With the landslide re-election of Governor Jerry Brown, California looks certain to continue its suite of low-carbon policies, including the AB32 cap-and-trade program for greenhouse gases, energy efficiency programs funded to the tune of a billion dollars a year, and its renewables portfolio standard (RPS) of 33% by 2020.
In fact, Gov. Brown has suggested going well beyond the RPS goal. “While reaching a 33 percent renewables portfolio standard will be an important milestone, it is really just a starting point—a floor, not a ceiling,” Brown wrote in his signing statement for the RPS legislation in 2011. “Our state has enormous renewable resource potential. I would like to see us pursue even more far-reaching targets. With the amount of renewable resources coming on-line, and prices dropping, I think 40 percent, at reasonable cost, is well within our grasp in the near future.”
The passage of AB327 in 2013 clarified that the goal was a floor, giving the state Public Utility Commission the authority to go beyond 33%.
Renewables Integration Planning Under Way
This, and the rapid growth of solar power, has led to a flurry of planning studies examining the issues around high levels of renewable energy. A study funded by utilities was released in January 2014, and now a study funded by the renewables industry is in the works.
The first, by Energy + Environmental Economics (E3) and funded by the five largest utilities in the state, looked at various scenarios for a 40% or 50% RPS, plus 7,000 MW of behind-the-meter distributed solar in 2030.
“The renewable resource portfolios assessed represent a significantly higher penetration of wind and solar than has been achieved anywhere in the world,” the study authors noted. In their highest case, wind and solar combine to meet 43% of state demand.
The report found that “overgeneration” is likely to be the biggest problem. Overgeneration occurs when “must-run generation—wind and solar, combined-heat-and-power (CHP), nuclear generation, run-of-river hydro, and minimum levels of thermal generation needed for grid stability—is greater than load plus exports.”
In other words, when the wind blows and the sun shines, too much power can be produced. The simplest solution, simply curtailing wind and solar generators, is also the highest cost option, wasting large amounts of energy—in some cases, up to 9% of the renewable generation.

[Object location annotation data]
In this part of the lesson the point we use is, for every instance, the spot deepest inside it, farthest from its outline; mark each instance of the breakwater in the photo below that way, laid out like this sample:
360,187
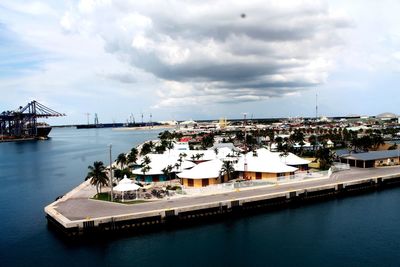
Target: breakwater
134,218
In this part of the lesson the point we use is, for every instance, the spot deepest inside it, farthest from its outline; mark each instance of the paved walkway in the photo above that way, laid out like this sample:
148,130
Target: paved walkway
78,206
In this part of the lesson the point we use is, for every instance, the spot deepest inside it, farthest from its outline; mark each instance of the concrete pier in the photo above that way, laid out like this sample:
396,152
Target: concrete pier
76,214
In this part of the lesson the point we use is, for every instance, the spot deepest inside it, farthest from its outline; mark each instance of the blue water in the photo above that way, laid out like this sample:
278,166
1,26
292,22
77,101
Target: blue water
354,231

→ **DIRECTIVE 1**: List the low-carbon policies that the article on California's renewable energy plans says the state looks certain to continue.
→ **DIRECTIVE 2**: Scale the object location rows above by writing out all their lines again, requests included. Multiply each coordinate in the answers by 1.75 and round to whole numbers, with halves rounded up. Keep the sample coordinates in the requests unchanged, and leave the pictures out.

→ **TASK OUTPUT 1**:
- The AB32 cap-and-trade program for greenhouse gases
- Energy efficiency programs funded at about a billion dollars a year
- The renewables portfolio standard (RPS) of 33% by 2020

→ **TASK OUTPUT 2**:
In this part of the lesson the point we use is, for every instance, the spot deepest inside it, farthest from its outline; mark each instance of the breakwater in the photo below that way, laid out like this sample:
360,187
Target: breakwater
235,382
In this part of the lesson the point we use is, for every instance, the spot deepest inside it, farthest from its outline; mark each instance of the paved walkway in the photo above that way, laid out like this sample:
148,130
Target: paved walkway
137,361
In this part of the lesson the point we use is, for every instance, the spot deepest inside it, farthest from its outline; mark each instance of the concrete pier in the photo above that way, laid out like this sample:
396,152
Target: concrete pier
133,375
In this part of the lesson the point we use is, for every instance, the spot deepest inside it, farthest from its outline; mark each instance of the blue water in the photo above that way, laid out like this sample:
278,166
1,26
292,22
77,101
Target: blue water
620,404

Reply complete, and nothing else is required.